Copy the lines of the records below from the line containing "outline yellow flower center" through the line containing "40), (57, 34)]", requests included. Move each outline by adding 43 to every coordinate in its answers.

§ Data in this exercise
►

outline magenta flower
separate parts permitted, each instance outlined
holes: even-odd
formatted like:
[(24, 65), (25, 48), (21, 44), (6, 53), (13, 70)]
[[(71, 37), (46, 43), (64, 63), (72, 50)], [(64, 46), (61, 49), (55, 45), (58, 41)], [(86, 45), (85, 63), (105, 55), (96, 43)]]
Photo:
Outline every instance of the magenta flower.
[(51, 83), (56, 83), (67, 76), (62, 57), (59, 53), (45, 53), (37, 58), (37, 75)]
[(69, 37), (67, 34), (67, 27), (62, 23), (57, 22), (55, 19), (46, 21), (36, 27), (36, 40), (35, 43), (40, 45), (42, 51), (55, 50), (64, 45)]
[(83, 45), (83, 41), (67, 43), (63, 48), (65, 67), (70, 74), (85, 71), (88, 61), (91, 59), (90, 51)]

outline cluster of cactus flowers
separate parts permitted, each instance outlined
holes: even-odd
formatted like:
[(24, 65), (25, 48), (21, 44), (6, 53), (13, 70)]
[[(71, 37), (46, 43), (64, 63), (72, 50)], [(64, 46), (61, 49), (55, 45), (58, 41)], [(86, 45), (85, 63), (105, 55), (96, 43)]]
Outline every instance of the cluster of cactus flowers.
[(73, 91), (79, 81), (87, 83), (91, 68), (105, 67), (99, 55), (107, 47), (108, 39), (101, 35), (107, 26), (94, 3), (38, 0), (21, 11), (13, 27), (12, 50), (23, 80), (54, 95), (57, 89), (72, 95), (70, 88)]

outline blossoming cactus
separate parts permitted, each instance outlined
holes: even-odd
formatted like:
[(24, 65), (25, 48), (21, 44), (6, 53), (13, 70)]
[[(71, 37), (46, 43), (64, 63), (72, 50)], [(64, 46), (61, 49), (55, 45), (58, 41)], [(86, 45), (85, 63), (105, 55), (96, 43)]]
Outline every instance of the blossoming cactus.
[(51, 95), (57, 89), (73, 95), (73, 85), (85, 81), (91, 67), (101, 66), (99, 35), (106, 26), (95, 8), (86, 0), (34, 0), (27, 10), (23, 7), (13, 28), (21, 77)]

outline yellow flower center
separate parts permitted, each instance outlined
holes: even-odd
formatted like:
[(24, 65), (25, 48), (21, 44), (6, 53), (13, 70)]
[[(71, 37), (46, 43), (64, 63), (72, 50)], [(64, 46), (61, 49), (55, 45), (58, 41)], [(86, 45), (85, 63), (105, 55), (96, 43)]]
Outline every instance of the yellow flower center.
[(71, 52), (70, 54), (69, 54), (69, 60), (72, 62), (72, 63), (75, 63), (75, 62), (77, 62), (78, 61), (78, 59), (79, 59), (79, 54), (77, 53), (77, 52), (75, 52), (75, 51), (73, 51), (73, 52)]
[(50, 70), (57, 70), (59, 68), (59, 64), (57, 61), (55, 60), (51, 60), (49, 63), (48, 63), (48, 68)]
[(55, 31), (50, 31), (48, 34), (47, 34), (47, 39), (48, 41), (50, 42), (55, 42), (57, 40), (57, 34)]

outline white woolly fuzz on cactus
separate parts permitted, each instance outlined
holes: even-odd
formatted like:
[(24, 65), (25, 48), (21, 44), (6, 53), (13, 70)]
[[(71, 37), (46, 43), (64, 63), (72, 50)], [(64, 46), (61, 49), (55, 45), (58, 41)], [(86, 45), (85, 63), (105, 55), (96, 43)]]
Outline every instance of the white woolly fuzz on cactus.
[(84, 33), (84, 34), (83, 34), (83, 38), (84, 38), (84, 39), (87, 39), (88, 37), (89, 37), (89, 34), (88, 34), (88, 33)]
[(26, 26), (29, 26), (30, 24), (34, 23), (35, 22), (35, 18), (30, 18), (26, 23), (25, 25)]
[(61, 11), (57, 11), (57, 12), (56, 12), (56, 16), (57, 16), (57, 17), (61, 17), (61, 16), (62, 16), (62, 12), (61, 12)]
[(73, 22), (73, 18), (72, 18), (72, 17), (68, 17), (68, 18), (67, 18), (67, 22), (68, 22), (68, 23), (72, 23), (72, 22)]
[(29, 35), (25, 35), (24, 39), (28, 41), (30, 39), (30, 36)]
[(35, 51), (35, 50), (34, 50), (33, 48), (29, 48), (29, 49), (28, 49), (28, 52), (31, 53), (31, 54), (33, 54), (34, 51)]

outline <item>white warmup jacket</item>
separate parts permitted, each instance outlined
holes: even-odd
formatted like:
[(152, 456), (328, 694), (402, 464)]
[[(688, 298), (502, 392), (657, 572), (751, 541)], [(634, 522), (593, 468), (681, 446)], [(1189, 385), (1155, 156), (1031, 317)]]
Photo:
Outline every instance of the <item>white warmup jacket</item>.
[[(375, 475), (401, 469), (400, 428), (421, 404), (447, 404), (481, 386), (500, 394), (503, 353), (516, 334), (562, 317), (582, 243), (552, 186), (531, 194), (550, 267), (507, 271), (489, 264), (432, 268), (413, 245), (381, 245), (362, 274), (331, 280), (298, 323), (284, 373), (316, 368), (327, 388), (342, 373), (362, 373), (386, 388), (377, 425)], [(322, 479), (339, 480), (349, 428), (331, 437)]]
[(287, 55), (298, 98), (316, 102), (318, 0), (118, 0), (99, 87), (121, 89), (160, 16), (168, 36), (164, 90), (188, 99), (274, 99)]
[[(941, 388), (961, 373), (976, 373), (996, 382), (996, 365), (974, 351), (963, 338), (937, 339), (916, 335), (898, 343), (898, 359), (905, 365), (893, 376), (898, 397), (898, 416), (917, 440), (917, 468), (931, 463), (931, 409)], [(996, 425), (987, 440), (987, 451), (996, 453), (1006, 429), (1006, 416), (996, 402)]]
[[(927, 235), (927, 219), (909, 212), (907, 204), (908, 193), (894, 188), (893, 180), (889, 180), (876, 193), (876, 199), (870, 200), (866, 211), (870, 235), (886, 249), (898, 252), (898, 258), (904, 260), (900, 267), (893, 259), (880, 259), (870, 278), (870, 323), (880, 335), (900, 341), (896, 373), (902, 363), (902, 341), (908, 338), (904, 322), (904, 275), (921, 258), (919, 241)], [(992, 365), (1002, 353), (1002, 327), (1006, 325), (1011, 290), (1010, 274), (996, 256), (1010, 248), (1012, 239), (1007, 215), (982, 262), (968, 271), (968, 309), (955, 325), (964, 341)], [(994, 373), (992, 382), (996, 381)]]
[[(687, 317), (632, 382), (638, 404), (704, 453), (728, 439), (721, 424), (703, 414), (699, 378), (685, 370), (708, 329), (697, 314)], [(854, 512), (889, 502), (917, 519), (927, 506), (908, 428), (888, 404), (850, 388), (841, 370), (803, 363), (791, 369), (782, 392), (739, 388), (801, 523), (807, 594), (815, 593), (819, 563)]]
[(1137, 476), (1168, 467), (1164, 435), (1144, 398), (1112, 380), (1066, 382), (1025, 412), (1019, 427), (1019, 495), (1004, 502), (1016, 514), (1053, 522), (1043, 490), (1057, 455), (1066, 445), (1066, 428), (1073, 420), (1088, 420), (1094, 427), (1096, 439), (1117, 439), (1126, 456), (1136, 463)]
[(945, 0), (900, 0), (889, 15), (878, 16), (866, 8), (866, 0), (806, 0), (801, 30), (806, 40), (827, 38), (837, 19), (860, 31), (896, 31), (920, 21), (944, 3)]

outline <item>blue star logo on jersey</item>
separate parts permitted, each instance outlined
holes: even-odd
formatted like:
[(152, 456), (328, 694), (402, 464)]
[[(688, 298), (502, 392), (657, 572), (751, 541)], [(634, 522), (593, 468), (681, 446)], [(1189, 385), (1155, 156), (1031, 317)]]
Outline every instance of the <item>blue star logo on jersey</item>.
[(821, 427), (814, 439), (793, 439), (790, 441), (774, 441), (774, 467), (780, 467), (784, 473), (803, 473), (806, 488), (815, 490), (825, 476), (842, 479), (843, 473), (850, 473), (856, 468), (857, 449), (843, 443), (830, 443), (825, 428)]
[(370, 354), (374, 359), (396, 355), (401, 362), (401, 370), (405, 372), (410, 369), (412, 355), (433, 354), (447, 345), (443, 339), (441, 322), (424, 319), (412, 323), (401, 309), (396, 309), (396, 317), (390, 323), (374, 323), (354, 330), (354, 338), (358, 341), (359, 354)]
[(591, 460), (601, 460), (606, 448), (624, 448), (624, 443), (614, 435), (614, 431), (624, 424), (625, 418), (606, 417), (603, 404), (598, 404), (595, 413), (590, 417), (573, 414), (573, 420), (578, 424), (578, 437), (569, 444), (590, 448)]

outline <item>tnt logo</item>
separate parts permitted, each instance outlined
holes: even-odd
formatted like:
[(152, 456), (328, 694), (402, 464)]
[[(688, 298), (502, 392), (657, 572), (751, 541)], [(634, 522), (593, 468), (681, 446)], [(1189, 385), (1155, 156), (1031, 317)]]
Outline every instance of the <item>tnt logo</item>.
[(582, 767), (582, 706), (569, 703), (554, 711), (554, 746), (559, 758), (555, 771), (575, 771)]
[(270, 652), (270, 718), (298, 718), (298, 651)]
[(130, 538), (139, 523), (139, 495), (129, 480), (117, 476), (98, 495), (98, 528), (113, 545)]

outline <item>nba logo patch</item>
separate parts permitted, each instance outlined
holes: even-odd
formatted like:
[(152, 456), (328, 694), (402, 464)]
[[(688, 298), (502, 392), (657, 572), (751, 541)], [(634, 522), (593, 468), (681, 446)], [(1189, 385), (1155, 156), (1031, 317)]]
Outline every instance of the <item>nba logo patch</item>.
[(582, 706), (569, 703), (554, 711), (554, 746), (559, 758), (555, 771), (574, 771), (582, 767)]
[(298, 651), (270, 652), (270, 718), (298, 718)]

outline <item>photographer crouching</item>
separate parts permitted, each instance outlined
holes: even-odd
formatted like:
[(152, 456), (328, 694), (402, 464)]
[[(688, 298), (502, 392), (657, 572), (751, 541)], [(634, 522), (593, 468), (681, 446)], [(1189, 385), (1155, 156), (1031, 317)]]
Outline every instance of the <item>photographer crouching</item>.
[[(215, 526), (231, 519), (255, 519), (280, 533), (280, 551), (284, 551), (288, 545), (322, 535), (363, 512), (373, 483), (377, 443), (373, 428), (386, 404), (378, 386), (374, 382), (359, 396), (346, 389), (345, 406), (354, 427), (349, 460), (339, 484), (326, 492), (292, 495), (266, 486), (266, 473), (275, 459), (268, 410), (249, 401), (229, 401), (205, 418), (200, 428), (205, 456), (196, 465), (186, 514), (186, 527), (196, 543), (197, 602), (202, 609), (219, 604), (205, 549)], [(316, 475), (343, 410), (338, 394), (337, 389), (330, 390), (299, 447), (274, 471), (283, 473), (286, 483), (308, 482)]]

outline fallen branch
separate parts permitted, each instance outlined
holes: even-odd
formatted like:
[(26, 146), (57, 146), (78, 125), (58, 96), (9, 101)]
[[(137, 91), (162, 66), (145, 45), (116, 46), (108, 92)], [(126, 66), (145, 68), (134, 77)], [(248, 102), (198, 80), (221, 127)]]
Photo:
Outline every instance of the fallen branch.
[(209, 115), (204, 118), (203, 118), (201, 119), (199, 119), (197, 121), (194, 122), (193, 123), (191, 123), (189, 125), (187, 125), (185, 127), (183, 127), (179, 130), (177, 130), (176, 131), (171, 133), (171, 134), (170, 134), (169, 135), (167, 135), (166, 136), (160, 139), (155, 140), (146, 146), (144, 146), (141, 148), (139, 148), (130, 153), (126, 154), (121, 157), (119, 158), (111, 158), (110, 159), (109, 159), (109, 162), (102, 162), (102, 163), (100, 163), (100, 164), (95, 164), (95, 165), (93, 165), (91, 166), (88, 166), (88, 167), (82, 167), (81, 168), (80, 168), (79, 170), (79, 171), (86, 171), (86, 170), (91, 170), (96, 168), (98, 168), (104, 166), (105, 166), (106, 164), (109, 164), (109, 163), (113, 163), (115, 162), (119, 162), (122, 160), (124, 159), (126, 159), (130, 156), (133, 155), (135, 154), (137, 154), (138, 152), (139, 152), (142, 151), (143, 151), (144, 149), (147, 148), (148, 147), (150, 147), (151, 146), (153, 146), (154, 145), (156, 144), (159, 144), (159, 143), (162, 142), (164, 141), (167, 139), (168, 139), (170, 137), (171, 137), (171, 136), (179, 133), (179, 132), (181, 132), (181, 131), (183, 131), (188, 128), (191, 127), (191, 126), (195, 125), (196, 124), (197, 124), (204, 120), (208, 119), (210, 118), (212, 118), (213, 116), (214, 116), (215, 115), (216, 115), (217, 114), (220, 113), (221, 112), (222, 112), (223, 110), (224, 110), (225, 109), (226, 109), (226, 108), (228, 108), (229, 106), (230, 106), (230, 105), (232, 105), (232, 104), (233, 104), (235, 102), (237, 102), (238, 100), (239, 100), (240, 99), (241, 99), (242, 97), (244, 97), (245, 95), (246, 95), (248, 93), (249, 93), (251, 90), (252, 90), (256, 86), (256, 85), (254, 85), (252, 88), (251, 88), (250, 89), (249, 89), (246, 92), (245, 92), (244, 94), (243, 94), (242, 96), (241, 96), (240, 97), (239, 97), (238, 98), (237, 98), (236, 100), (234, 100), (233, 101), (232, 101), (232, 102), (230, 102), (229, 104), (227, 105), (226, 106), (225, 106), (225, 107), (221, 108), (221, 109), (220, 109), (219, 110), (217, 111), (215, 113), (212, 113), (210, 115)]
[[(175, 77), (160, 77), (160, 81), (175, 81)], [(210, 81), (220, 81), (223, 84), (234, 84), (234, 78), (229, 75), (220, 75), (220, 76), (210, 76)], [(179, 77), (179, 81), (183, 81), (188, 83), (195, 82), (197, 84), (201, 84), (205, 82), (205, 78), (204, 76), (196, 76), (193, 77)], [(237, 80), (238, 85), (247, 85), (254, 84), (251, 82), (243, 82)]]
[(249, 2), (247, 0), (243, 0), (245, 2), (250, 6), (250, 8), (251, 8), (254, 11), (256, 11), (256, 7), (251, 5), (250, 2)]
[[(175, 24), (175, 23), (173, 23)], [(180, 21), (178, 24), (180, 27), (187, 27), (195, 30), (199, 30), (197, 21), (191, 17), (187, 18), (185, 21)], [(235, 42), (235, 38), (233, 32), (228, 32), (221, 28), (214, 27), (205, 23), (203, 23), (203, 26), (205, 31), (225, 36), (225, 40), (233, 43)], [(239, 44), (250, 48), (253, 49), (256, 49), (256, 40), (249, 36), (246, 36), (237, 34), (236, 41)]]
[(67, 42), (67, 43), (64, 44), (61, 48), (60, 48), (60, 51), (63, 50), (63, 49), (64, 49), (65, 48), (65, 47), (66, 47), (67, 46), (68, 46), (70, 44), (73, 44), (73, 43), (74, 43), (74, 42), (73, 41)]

◄

§ Solution for this task
outline yellow flower center
separate parts permitted, each instance outlined
holes: even-odd
formatted like:
[(24, 65), (25, 48), (21, 44), (6, 53), (13, 70)]
[[(71, 37), (46, 43), (64, 63), (72, 50)], [(64, 46), (61, 49), (55, 45), (58, 41)], [(86, 45), (85, 63), (105, 55), (96, 43)]]
Outline every instance of the yellow flower center.
[(114, 95), (113, 97), (112, 97), (112, 103), (115, 105), (115, 106), (118, 106), (118, 105), (120, 105), (121, 104), (121, 102), (122, 102), (122, 97), (120, 96), (120, 95), (118, 95), (118, 94), (116, 94), (116, 95)]
[(93, 113), (100, 113), (102, 111), (102, 107), (100, 104), (98, 103), (94, 103), (92, 106), (91, 106), (91, 111)]
[(98, 74), (93, 74), (91, 77), (90, 77), (90, 82), (91, 84), (93, 85), (98, 85), (100, 83), (100, 77)]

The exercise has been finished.